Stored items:
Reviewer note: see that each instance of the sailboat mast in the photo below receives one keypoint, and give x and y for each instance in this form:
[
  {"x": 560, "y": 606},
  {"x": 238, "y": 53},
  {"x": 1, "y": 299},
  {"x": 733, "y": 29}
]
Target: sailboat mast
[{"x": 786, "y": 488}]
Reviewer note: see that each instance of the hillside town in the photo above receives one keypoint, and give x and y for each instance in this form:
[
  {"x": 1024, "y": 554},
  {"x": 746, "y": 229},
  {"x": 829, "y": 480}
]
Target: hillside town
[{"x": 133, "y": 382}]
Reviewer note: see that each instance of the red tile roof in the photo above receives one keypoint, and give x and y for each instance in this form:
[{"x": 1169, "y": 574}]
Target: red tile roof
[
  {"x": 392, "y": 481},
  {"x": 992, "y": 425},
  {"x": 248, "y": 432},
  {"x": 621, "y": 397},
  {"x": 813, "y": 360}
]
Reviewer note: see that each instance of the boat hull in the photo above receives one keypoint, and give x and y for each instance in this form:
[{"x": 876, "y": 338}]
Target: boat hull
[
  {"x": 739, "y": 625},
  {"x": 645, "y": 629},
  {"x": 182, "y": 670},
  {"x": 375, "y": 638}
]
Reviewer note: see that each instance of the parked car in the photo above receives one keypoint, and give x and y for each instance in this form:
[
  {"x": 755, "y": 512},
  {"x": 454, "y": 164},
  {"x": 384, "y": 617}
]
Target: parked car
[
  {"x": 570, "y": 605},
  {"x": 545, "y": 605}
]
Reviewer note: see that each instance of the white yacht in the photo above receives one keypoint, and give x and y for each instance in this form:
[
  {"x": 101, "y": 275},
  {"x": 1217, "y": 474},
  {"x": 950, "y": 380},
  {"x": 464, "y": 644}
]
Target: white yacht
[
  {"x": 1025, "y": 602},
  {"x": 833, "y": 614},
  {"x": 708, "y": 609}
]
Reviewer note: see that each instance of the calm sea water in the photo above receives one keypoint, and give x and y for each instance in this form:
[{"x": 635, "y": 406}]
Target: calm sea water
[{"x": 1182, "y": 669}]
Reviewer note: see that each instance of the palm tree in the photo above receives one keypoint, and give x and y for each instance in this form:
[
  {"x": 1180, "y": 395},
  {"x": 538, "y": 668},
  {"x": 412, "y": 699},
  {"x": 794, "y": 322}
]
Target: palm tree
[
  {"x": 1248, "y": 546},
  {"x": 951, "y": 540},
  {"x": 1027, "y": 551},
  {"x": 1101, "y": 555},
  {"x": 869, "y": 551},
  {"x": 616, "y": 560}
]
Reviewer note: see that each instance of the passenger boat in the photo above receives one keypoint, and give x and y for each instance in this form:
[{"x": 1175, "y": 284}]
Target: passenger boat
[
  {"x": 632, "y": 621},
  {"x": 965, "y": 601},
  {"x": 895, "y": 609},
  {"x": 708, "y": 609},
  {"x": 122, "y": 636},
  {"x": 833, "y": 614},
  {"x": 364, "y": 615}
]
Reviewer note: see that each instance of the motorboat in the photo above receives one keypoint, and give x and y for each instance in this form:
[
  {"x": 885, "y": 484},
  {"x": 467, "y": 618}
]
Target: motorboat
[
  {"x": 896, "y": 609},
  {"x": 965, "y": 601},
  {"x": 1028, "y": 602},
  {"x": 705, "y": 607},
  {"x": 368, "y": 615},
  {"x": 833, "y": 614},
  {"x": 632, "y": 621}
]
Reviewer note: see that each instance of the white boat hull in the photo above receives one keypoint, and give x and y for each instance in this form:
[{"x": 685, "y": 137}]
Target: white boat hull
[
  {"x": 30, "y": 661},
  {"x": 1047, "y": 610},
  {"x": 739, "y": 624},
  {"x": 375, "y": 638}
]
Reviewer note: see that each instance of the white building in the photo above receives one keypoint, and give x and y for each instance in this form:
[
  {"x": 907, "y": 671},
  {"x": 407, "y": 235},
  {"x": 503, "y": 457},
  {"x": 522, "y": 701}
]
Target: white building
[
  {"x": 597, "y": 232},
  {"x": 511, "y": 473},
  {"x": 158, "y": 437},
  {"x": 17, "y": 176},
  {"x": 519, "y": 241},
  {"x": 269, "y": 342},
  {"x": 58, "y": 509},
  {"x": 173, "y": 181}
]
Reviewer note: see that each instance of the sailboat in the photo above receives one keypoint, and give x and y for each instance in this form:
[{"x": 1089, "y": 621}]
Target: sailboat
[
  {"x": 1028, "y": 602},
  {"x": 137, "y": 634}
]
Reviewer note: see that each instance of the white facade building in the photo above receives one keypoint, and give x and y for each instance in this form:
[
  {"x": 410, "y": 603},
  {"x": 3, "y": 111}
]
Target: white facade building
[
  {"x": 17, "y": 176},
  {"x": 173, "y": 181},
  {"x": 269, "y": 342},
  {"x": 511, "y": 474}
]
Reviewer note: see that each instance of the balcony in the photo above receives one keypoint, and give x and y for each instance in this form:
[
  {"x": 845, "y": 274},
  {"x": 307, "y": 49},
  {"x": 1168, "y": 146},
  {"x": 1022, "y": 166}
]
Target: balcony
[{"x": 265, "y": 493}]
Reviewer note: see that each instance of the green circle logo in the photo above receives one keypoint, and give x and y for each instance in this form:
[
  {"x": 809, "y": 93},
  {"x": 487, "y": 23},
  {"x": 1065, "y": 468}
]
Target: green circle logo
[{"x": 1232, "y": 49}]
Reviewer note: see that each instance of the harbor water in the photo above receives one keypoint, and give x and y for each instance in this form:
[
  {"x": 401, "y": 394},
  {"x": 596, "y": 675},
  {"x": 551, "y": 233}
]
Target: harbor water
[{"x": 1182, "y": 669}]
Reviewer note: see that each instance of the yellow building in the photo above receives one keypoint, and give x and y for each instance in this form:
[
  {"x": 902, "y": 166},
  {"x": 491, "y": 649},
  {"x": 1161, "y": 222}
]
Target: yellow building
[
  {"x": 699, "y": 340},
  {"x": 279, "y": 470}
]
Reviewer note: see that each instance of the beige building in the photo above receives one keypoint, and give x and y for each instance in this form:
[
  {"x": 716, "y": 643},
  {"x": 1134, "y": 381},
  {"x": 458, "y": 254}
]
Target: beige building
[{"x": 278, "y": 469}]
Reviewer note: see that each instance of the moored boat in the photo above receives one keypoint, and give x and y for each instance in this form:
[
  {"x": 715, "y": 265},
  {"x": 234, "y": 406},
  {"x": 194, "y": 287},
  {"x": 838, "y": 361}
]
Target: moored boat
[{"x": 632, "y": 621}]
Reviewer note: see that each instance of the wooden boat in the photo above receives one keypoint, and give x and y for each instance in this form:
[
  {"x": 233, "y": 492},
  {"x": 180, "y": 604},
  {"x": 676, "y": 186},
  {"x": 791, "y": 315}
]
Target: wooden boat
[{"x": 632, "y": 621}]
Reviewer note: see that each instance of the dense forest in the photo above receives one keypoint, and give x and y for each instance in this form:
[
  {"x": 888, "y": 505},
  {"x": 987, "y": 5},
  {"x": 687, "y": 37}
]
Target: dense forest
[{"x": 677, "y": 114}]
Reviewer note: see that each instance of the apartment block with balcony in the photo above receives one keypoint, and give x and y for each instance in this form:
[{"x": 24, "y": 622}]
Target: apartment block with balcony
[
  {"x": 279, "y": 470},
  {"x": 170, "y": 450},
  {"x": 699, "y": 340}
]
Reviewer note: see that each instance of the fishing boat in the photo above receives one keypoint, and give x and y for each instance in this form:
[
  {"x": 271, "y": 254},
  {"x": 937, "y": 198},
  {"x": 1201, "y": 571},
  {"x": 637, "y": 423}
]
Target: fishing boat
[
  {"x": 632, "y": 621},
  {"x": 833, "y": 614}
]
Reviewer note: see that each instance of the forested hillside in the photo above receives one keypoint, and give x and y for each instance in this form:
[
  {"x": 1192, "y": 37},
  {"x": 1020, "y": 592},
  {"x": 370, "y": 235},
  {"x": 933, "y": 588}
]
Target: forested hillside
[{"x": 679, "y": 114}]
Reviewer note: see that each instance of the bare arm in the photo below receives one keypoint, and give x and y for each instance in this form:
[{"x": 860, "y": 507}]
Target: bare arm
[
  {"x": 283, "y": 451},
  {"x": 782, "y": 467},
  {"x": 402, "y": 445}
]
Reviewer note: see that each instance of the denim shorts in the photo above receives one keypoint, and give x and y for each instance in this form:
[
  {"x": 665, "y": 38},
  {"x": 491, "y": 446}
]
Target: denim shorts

*Set problem:* Locate "Reviewer note: see that each instance of the moored" in the material, then quote the line that contains it and all lines after it through the final one.

*Result:*
Reviewer note: see that each instance of the moored boat in the photo above receives one keypoint, and give x and y for each instance in this form:
[
  {"x": 715, "y": 265},
  {"x": 234, "y": 406},
  {"x": 194, "y": 287},
  {"x": 838, "y": 361}
]
Target: moored boat
[{"x": 632, "y": 621}]
Reviewer note: see that each instance of the wooden boat in the photo above receives one keypoint, and give x and y for each instance in this form:
[
  {"x": 233, "y": 492},
  {"x": 180, "y": 604},
  {"x": 676, "y": 186},
  {"x": 791, "y": 315}
]
Target: wooden boat
[{"x": 632, "y": 621}]
Reviewer note: see that each instance of the dense forest in the photo above receives one keypoint, and give x and y for each instance in this form:
[
  {"x": 888, "y": 505},
  {"x": 987, "y": 5},
  {"x": 687, "y": 37}
]
Target: dense forest
[{"x": 677, "y": 114}]
Reviewer note: see that each instance of the apartment block with balcony in the photo above receives one keypoint, and give x and y for each instance in this form:
[{"x": 24, "y": 622}]
Target: apartment block with balcony
[
  {"x": 279, "y": 470},
  {"x": 170, "y": 450},
  {"x": 699, "y": 340}
]
Reviewer note: see that each instance of the fishing boat in the photo above receives one keypoint, and give x and y for each instance in this form:
[
  {"x": 271, "y": 254},
  {"x": 937, "y": 198},
  {"x": 1201, "y": 571},
  {"x": 637, "y": 423}
]
Target: fishing boat
[
  {"x": 632, "y": 621},
  {"x": 833, "y": 614}
]
Reviewer note: see that each instance of the forested hillside in the photo above receives one keypoint, and give x and y for each instance in this form:
[
  {"x": 1192, "y": 37},
  {"x": 1020, "y": 592},
  {"x": 370, "y": 235},
  {"x": 933, "y": 588}
]
Target: forested hillside
[{"x": 679, "y": 114}]
Reviewer note: see that each instance of the bare arm in the photo below receives one keypoint, and give x and y for each instance in this form:
[{"x": 860, "y": 507}]
Target: bare arm
[
  {"x": 283, "y": 451},
  {"x": 782, "y": 467},
  {"x": 402, "y": 445}
]
Reviewer note: see that each instance of the denim shorts in the photo above receives one keypoint, and give x and y for each instance in this form:
[
  {"x": 665, "y": 38},
  {"x": 491, "y": 446}
]
Target: denim shorts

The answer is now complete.